**Goals**
1: According to the piece on Plato and ethical governance, which of Plato's works focuses on justice, leadership, and the design of institutions?
2: In the piece on Plato and ethical governance, why do prosecutors examine reporting structures, escalation pathways, authority, and resources? Answer in one to three sentences.
3: Carry on the piece about Plato and ethical governance systems from the point where it stops.

Greek Philosophers Week: Part 2 – Plato and Building Ethical Governance Systems

In Part 2, we continue our exploration of the origins of the modern corporate compliance organization, tracing them back to the ancient Greek philosophers, including Plato. Socrates teaches the compliance professional how to ask the right questions. But questions alone do not protect an organization. They must be translated into governance, structure, and systems that endure. That is where Plato becomes indispensable to the modern compliance conversation.

Plato’s great concern was not whether people could articulate values, but whether societies could be structured to sustain them. His work, particularly The Republic, focuses on justice, leadership, and the design of institutions that align individual behavior with the collective good. For corporate compliance professionals, this is familiar terrain. The DOJ Evaluation of Corporate Compliance Programs (ECCP) is fundamentally a governance document. It asks whether companies have built systems that make ethical behavior the default rather than the exception.

If Socrates is the conscience of the compliance function, Plato is its architect. Think Joe Murphy and his weekly compliance newsletter, Compliance & Ethics: Ideas and Answers.

From Ethical Inquiry to Institutional Design

Plato understood a core truth: that good intentions fail without structure. In the Allegory of the Cave, Plato describes people mistaking shadows for reality because the system around them reinforces illusion. In corporate compliance, the same dynamic occurs when incentives, reporting lines, and performance metrics reward behavior that quietly contradicts stated values.

The ECCP repeatedly asks whether a company’s compliance program is “well designed.” That phrase is not accidental. Prosecutors examine reporting structures, escalation pathways, authority, and resources because ethics without governance is aspirational theater. Plato would recognize this immediately. Justice, in his view, emerges when each part of a system performs its proper role in harmony with the whole.

**Collected material**
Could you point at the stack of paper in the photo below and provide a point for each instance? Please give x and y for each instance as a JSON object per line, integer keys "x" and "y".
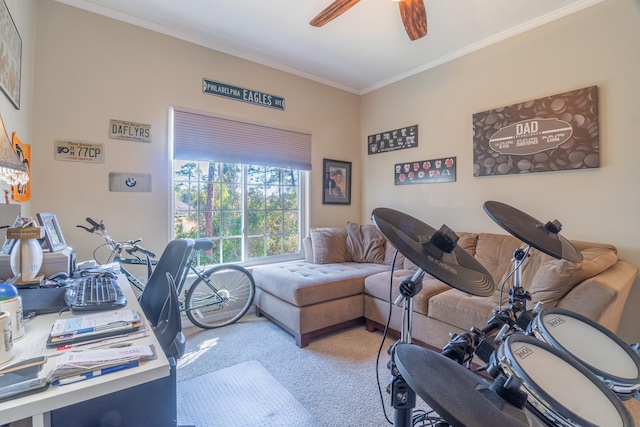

**Answers to the exercise**
1: The Republic.

2: Prosecutors examine these features because ethics without governance is aspirational theater. The ECCP asks whether a compliance program is "well designed," which means checking whether the company has built systems that make ethical behavior the default rather than the exception.

3:
Daily compliance operations live or die by this design. A hotline without investigation authority, training without consequence management, or policies without ownership all create shadows on the wall. Plato teaches that governance must align form and function.

Justice as Consistency, Not Sentiment

Plato’s conception of justice is not emotional. It is structural. Justice exists when rules are applied consistently, and roles are respected. That lesson maps directly onto compliance enforcement and discipline. The ECCP places heavy emphasis on consistent discipline across the organization, including senior management, and asks the following question: Have disciplinary actions and incentives been fairly and consistently applied across the organization? Does the compliance function monitor its investigations and resulting discipline to ensure consistency? Are there similar instances of misconduct that were treated disparately, and if so, why? What metrics does the company apply to ensure consistency of disciplinary measures across all geographies, operating units, and levels of the organization?

This is Organizational Justice. Regulators know that selective enforcement erodes credibility faster than almost any policy failure. Employees watch how decisions are made. They see who is protected and who is expendable. In daily operations, this requires compliance professionals to insist on fairness even when outcomes are uncomfortable. Investigations must follow evidence, not hierarchy. Remediation must address systemic failures, not just individual misconduct. Plato reminds us that justice perceived as arbitrary is, by another name, injustice.

Governance Structures Are Ethical Decisions

Plato believed that leadership structure determined ethical outcomes. His concept of philosopher-kings was not an elitist fantasy. It was an argument that power should rest with those who possess both knowledge and virtue. Modern compliance programs face a parallel challenge. Who owns compliance? To whom does it report? Does compliance have direct access to the board? Can it act independently of revenue pressure? These are not administrative questions. They are ethical ones.

The ECCP explicitly evaluates whether compliance has sufficient autonomy, stature, and authority. Does a corporate compliance function have (1) sufficient qualifications, seniority, and stature (both actual and perceived) within the organization; (2) sufficient resources, namely, staff to undertake the requisite auditing, documentation, and analysis effectively; and (3) sufficient autonomy from management, such as direct access to the board of directors or the board’s audit committee.

A compliance program buried several layers below decision-makers may exist on paper, but it cannot function effectively. Plato would argue that such a structure inevitably leads to injustice, regardless of intent. In practice, this means compliance leaders must engage in governance conversations, not just operational tasks. Reporting lines, committee charters, and escalation protocols shape behavior long before a policy is breached.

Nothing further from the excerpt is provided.